AANGELEVERDE TEKST —

#  > OVERIGE FORA >  > HALL OF SHAME  - FOTO'S >  >  Stage Blowdown

## Wysirik

[8D]

Niet echt een foto, maar toch.

Vooral hoe ze aan het einde doorgaan met hetgene wat ze daar voor deden!!!
Geen mensen zijn gewond geraakt!!


www.wysirik.demon.nl/video/stageblowdown.mpg


grt'n


Rik

----------


## Michel_G

Ehm, foto's laden niet......

EDIT:

Was dus ook een filmpje, ook goed  :Big Grin: 

Het werkt in ieder geval.

----------


## Drive inn tnt

Zo dan heb je een hoop gezeik als rigger!
Daar ben nog niet klaar mee denk ik.

Leuk die vrolijk bungelende arraytjes :Big Grin:

----------


## rinus bakker

deze zat al in dit topic:
http://www.licht-geluid.nl/forum/top...rms=het+gebeur

----------


## Jugfire

Hmmmmm was dit een produktie van jou zelf?
Dit is immers de "Hall of Shame" en die is niet bedoeld om te laten zien wat anderen niet goed doen maar om te laten zien wat jij niet goed gedaan hebt, of waarvan jij denkt dat je het beter had kunnen doen dan wat je gedaan had.

Correct me if i'm wrong

----------


## rinus bakker

IID Jugfire.
Ik had het FF over het hoofd gezien, maar:
Dat is de enig juiste opmerking!
MOD? SLOT!

----------

RUWE GEGEVENS —
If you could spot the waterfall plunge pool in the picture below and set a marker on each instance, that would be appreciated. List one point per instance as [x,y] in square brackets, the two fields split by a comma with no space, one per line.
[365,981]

UIT TE VOEREN TAKEN —
1/ Geef voor elk van de volgende beweringen aan of ze overeenkomen met de forumdiscussie, met ja of nee en de beslissende woorden letterlijk geciteerd: (a) Bij het voorval zijn mensen gewond geraakt. (b) Michel_G meldt dat het filmpje bij hem werkt. (c) Volgens rinus bakker was het filmpje al eerder in een topic geplaatst.
2/ Werk het stuk uit de forumdiscussie van "Hmmmmm was dit" tot en met "IID Jugfire." bij door "produktie" te vervangen door "voorstelling", en geef het zo opnieuw weer.
3/ Waarvoor is de "Hall of Shame" volgens Jugfire in de forumdiscussie bedoeld?

ANTWOORDEN —
1/
(a) Nee: "Geen mensen zijn gewond geraakt!!"
(b) Ja: "Het werkt in ieder geval."
(c) Ja: "deze zat al in dit topic:"

2/
Hmmmmm was dit een voorstelling van jou zelf?
Dit is immers de "Hall of Shame" en die is niet bedoeld om te laten zien wat anderen niet goed doen maar om te laten zien wat jij niet goed gedaan hebt, of waarvan jij denkt dat je het beter had kunnen doen dan wat je gedaan had.

Correct me if i'm wrong

----------


## rinus bakker

IID Jugfire.

3/ Om te laten zien wat je zelf niet goed gedaan hebt, of waarvan je denkt dat je het beter had kunnen doen dan wat je gedaan had.